[Collected data]
━━━━━━━━━━━━━━━━━━━━

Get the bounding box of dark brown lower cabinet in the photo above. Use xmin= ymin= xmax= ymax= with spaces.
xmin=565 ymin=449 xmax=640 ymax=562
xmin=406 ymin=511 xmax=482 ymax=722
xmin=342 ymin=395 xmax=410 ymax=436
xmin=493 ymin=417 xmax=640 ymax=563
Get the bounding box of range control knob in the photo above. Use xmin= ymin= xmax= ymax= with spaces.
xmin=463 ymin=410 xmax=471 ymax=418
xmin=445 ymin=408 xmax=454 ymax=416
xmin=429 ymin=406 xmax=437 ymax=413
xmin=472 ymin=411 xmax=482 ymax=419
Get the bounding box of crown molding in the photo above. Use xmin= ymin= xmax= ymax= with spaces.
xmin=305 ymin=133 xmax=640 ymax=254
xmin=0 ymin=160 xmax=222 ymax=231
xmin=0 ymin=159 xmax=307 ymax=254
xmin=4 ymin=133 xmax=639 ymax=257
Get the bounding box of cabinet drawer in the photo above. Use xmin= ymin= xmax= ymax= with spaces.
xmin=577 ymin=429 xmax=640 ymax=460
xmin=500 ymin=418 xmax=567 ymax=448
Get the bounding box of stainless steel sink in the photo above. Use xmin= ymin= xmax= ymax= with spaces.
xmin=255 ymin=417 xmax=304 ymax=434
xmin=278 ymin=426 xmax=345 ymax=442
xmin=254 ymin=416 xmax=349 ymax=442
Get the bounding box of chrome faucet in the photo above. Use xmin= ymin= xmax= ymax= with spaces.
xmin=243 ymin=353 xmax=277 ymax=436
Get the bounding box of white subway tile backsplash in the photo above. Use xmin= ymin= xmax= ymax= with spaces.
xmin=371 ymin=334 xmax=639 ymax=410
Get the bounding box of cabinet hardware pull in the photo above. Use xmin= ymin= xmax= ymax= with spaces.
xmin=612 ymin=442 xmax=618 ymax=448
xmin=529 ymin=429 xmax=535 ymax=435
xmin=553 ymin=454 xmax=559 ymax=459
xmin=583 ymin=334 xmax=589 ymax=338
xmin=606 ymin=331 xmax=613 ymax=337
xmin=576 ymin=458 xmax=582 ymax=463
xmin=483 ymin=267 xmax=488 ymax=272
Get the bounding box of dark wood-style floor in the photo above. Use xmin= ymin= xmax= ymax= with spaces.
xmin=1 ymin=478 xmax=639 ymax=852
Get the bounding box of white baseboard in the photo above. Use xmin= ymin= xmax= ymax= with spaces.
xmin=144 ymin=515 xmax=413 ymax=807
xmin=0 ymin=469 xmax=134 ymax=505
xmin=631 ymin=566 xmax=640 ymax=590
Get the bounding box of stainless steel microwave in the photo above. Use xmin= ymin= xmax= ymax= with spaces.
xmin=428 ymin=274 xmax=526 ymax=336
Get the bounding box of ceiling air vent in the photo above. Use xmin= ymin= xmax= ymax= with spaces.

━━━━━━━━━━━━━━━━━━━━

Each entry is to be written out exactly as it was given.

● **Solution to this task**:
Get the bounding box of dark brown lower cabinet in the photo above. Use xmin= ymin= xmax= ymax= with spaces.
xmin=565 ymin=449 xmax=640 ymax=562
xmin=406 ymin=511 xmax=482 ymax=722
xmin=342 ymin=395 xmax=410 ymax=436
xmin=493 ymin=417 xmax=640 ymax=563
Get the bounding box of range control knob in the photo above. Use xmin= ymin= xmax= ymax= with spaces.
xmin=463 ymin=410 xmax=471 ymax=418
xmin=445 ymin=408 xmax=454 ymax=416
xmin=429 ymin=406 xmax=437 ymax=413
xmin=472 ymin=411 xmax=482 ymax=419
Get the bounding box of crown molding in the photo above. Use xmin= ymin= xmax= ymax= with spaces.
xmin=305 ymin=133 xmax=640 ymax=254
xmin=0 ymin=160 xmax=222 ymax=231
xmin=0 ymin=159 xmax=307 ymax=254
xmin=4 ymin=133 xmax=639 ymax=257
Get the bounding box of cabinet drawer in the photo above. Use xmin= ymin= xmax= ymax= with spaces.
xmin=577 ymin=429 xmax=640 ymax=460
xmin=500 ymin=418 xmax=567 ymax=448
Get the bounding box of stainless steel sink in the photo above. Use xmin= ymin= xmax= ymax= with spaces.
xmin=255 ymin=417 xmax=304 ymax=434
xmin=278 ymin=426 xmax=345 ymax=442
xmin=254 ymin=416 xmax=349 ymax=442
Get the bounding box of chrome faucet in the photo above. Use xmin= ymin= xmax= ymax= with spaces.
xmin=243 ymin=353 xmax=277 ymax=436
Get the bounding box of white subway tile backsplash in the photo above. Use xmin= ymin= xmax= ymax= with spaces.
xmin=371 ymin=334 xmax=639 ymax=410
Get the bounding box of cabinet hardware pull in the photo above. Use xmin= ymin= xmax= ymax= with spaces.
xmin=612 ymin=442 xmax=618 ymax=448
xmin=529 ymin=429 xmax=535 ymax=435
xmin=553 ymin=454 xmax=559 ymax=459
xmin=583 ymin=334 xmax=589 ymax=338
xmin=606 ymin=331 xmax=613 ymax=337
xmin=576 ymin=458 xmax=582 ymax=463
xmin=483 ymin=267 xmax=488 ymax=272
Get the bounding box of dark wood-style floor in the photo above. Use xmin= ymin= xmax= ymax= with spaces.
xmin=1 ymin=478 xmax=639 ymax=852
Get the bounding box of white baseboard in the photo above. Use xmin= ymin= xmax= ymax= with spaces.
xmin=144 ymin=515 xmax=413 ymax=807
xmin=0 ymin=469 xmax=134 ymax=505
xmin=631 ymin=566 xmax=640 ymax=590
Get the bounding box of stainless steel microwave in the photo above. Use xmin= ymin= xmax= ymax= with spaces.
xmin=428 ymin=274 xmax=526 ymax=336
Get the bounding box of ceiling air vent in the photo above. Use xmin= ymin= xmax= ymax= with spaces.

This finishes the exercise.